Exercise aim: Copy word for word everything in the material below, from the line containing "Each instance receives one point. Mark the tan" down to the end of the material, including both of those lines.

Record excerpts:
══════

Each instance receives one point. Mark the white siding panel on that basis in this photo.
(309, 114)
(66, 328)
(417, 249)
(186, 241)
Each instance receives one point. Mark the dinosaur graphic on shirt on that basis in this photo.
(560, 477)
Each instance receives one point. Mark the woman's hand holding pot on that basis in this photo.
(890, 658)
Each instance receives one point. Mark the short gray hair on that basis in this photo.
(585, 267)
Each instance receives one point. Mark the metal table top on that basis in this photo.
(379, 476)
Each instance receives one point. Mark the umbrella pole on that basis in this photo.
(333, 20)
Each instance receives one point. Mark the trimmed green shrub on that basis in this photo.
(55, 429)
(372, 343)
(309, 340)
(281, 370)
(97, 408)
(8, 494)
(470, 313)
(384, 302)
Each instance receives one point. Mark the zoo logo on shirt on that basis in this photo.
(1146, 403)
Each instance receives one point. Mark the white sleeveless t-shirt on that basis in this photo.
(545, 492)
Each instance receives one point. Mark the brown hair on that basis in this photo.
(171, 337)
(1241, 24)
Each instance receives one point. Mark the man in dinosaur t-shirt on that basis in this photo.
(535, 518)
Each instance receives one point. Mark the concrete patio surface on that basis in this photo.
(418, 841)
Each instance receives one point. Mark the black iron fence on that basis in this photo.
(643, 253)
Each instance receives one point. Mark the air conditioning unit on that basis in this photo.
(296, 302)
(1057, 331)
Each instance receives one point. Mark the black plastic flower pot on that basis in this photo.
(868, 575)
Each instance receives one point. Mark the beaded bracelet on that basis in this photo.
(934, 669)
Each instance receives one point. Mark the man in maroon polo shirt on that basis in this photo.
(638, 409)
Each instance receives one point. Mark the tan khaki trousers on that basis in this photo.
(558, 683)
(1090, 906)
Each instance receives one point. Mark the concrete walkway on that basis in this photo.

══════

Task result:
Each instance receives one point. Mark the tan khaki trousers on that basis in this photo.
(558, 683)
(1090, 906)
Each instance receives one point. Mark the concrete walkway on that basis in this photo.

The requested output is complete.